--- Start of INPUT FOR THIS TASK ---
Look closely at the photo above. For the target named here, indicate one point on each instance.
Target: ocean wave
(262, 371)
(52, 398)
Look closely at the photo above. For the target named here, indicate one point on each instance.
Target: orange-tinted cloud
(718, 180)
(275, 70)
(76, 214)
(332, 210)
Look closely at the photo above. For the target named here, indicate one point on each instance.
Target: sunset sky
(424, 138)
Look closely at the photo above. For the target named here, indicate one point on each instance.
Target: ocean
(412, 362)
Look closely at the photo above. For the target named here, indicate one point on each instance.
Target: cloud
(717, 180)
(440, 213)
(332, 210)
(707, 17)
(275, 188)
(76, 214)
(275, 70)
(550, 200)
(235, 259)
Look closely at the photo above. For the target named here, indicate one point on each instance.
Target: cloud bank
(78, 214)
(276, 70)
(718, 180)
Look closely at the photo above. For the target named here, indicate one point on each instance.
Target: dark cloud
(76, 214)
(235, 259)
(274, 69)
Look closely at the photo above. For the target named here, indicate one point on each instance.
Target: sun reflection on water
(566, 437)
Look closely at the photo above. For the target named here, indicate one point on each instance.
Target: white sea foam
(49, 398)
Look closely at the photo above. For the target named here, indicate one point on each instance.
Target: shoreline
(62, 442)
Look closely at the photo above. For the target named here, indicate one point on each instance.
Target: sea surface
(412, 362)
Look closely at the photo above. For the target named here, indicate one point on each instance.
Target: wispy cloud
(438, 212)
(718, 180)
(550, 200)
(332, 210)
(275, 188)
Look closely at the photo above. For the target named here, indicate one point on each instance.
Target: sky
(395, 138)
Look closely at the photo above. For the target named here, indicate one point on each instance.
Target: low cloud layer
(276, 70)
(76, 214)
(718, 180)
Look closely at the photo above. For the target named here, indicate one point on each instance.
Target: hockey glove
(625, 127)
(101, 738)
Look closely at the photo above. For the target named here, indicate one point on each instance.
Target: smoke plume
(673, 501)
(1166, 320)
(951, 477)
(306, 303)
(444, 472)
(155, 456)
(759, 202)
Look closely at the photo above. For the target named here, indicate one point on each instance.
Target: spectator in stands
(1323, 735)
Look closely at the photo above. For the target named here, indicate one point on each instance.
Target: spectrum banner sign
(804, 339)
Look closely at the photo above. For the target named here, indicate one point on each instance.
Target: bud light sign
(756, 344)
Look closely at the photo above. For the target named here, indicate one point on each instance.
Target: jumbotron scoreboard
--- End of INPUT FOR THIS TASK ---
## WORK TO DO
Return all the data above once more, precisely as given.

## THE SOLUTION
Look closely at the photo above. For the target named here, indicate one point on each instance.
Target: ocean wave
(262, 371)
(52, 398)
Look closely at the photo above. For the target named here, indicate one point on each instance.
Target: orange-tinted cloud
(718, 180)
(275, 70)
(76, 214)
(332, 210)
Look closely at the photo above. For the target named here, indicate one point on each instance.
Target: sunset sky
(424, 138)
Look closely at the photo above. For the target named here, indicate one point on each instance.
Target: ocean
(412, 362)
Look closely at the photo above. For the target named here, indicate one point on each instance.
Target: cloud
(717, 180)
(440, 213)
(332, 210)
(707, 17)
(275, 188)
(76, 214)
(275, 70)
(550, 200)
(235, 259)
Look closely at the photo above. For the target named here, indicate one point on each instance.
Target: cloud bank
(78, 214)
(276, 70)
(718, 180)
Look closely at the photo above. For the target named here, indicate one point on each instance.
Target: dark cloud
(76, 214)
(235, 259)
(274, 69)
Look closely at the photo above. For the target named here, indicate one point on each instance.
Target: sun reflection on water
(566, 437)
Look closely at the photo above. For the target named here, indicate one point on each instance.
Target: white sea foam
(49, 398)
Look closely at the photo above. For the target named here, indicate one point on each instance.
Target: shoreline
(62, 442)
Look closely at the photo above. For the target named here, indicate one point on each instance.
Target: sea surface
(412, 362)
Look closely at the photo above. For the target named here, indicate one point on each instance.
Target: wispy cloud
(438, 212)
(718, 180)
(550, 200)
(332, 210)
(275, 188)
Look closely at the photo above. For the target named here, indicate one point on each instance.
Target: sky
(395, 138)
Look closely at the photo above. For the target named here, indicate one point on each instance.
Target: low cloud layer
(276, 70)
(76, 214)
(718, 180)
Look closely at the photo above. For the target named here, indicate one point on each instance.
Target: hockey glove
(625, 127)
(101, 738)
Look closely at the photo above. For the target named here, indicate one point on each instance.
Target: smoke plume
(673, 501)
(1166, 320)
(951, 477)
(306, 303)
(444, 472)
(155, 456)
(759, 202)
Look closely at the photo above. For the target named here, indicate one point on each instance.
Target: spectator in stands
(1323, 735)
Look closely at the photo above. For the target named here, indicate one point on each instance.
Target: spectrum banner sign
(804, 339)
Look closely at the photo above. For the target named here, indicate one point on each instance.
Target: bud light sign
(756, 344)
Look closely at the photo above. For the target named here, indicate one point on each instance.
Target: jumbotron scoreboard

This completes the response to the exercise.